[Entries taken from a collection]
%%

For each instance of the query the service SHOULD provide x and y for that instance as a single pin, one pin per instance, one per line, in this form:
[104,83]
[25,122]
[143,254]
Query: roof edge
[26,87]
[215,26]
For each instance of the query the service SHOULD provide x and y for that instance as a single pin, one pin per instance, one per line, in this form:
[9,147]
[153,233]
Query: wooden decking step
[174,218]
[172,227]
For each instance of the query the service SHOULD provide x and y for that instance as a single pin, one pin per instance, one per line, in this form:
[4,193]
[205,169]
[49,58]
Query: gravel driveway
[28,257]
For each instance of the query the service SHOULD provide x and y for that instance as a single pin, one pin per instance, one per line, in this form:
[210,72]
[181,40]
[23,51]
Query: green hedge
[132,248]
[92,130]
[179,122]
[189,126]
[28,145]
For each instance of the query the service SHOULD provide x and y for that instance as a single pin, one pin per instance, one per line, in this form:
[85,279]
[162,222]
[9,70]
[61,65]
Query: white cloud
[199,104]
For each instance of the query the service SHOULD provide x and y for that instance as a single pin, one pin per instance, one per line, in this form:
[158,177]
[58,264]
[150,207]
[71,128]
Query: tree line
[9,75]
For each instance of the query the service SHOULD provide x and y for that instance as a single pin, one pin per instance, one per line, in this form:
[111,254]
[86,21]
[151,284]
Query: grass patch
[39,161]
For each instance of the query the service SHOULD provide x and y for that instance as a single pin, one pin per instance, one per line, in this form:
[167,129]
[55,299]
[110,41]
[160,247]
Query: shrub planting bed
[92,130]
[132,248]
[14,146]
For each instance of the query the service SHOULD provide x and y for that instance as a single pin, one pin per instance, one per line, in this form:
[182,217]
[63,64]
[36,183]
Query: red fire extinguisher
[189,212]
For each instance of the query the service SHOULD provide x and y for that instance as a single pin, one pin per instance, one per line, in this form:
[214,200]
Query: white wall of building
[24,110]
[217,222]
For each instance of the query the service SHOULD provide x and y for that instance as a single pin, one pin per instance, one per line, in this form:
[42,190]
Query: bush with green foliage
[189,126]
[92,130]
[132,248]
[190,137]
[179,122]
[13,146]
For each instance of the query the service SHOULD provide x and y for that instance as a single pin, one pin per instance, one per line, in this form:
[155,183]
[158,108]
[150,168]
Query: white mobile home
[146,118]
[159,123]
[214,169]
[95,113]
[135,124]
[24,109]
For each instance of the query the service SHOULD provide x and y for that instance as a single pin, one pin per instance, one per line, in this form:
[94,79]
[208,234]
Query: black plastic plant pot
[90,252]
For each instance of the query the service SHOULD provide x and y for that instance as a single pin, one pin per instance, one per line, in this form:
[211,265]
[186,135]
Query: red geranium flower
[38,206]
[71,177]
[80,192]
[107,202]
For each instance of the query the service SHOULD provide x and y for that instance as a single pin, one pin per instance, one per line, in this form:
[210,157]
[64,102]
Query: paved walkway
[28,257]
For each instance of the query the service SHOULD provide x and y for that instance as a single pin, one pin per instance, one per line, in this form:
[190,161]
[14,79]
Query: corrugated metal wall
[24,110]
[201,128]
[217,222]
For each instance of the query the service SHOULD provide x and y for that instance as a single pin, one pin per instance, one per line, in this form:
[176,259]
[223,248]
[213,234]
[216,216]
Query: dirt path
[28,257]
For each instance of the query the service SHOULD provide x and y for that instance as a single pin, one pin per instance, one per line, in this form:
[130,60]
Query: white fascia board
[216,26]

%%

Reproduce each line above exactly.

> **Reply to the task**:
For each instance of the query the service SHOULD provide x and y for that instance as a single pin, one pin per instance, one per line, in this form:
[104,83]
[25,122]
[143,254]
Query: roof edge
[26,87]
[215,26]
For each instance of the query the service SHOULD provide x and y for that instance as a single pin, one pin per instance, one per line, in this form:
[9,147]
[153,233]
Query: wooden decking step
[174,218]
[172,227]
For each instance of the query the service SHOULD provide x and y for that instance as a single pin, one pin per instance, one per line, in this form:
[4,193]
[205,169]
[49,58]
Query: gravel driveway
[28,257]
For each instance of the query the service SHOULD provide x and y for that instance as a single pin, one pin per instance, one per line, in this form:
[210,72]
[181,40]
[23,51]
Query: green hedge
[132,248]
[92,130]
[179,122]
[189,126]
[28,145]
For each instance of the query the service SHOULD provide x and y for that instance as a single pin, one pin per instance, one per line, in this form:
[85,279]
[162,222]
[9,70]
[61,65]
Query: white cloud
[199,104]
For each instance of the query the service SHOULD provide x and y for that instance as a single pin, one pin per instance, one per line, in this form:
[158,177]
[58,264]
[150,207]
[71,128]
Query: tree line
[9,75]
For each instance of the query the service SHOULD provide x and y for that instance as a single pin, one pin per instance, one per line, in this form:
[111,254]
[86,21]
[151,284]
Query: grass patch
[39,161]
For each instance of the query the service SHOULD provide x and y for that instance as a single pin, one pin per instance, one per line, in this form:
[167,129]
[55,299]
[110,41]
[160,247]
Query: shrub planting bed
[92,130]
[132,248]
[14,146]
For each instance of the query the service SHOULD provide x and y for that instance as a single pin, one pin per instance, one per line, in this form:
[182,217]
[63,64]
[36,183]
Query: red fire extinguisher
[189,212]
For each instance of the query the service SHOULD provide x and y for that instance as a single pin, one pin per instance, one per line, in this form:
[214,200]
Query: white wall of building
[24,110]
[217,222]
For each instance of the query the service SHOULD provide x and y for that instance as a single pin, one pin per instance, one per line, in this form:
[42,190]
Query: bush with green foliage
[189,126]
[92,130]
[132,248]
[190,137]
[179,122]
[13,146]
For each instance of the query the service SHOULD provide x and y for that instance as a single pin, one pin per instance, one per line, in this form:
[155,183]
[158,108]
[150,168]
Query: white mobile home
[146,118]
[159,123]
[214,169]
[95,113]
[135,124]
[24,109]
For each instance of the query the service SHOULD provide x and y for that instance as a single pin, one pin per instance, one per line, in this form:
[94,79]
[208,234]
Query: black plastic plant pot
[90,252]
For each instance of the query the service SHOULD provide x and y for that instance as a single pin, one pin per instance, one per line, in this form:
[211,265]
[186,135]
Query: red geranium flower
[38,206]
[71,177]
[80,192]
[107,202]
For each instance of the query the service SHOULD provide x and y for that instance as a single pin, one pin per instance, one per line, in this form:
[210,157]
[64,102]
Query: paved walkway
[28,257]
For each instance of the query the service SHOULD provide x and y for that instance as a single pin, one pin per instance, one per line, in this form:
[190,161]
[14,79]
Query: corrugated metal wall
[24,110]
[201,128]
[217,222]
For each instance of the query the service SHOULD provide x and y for that instance as a single pin, one pin per instance, one per line, in this form:
[176,259]
[223,248]
[213,234]
[216,216]
Query: dirt path
[28,257]
For each instance of the query the service SHOULD provide x and y for that instance as a single pin, one pin per instance, one per line, in this form:
[130,60]
Query: white fascia board
[216,26]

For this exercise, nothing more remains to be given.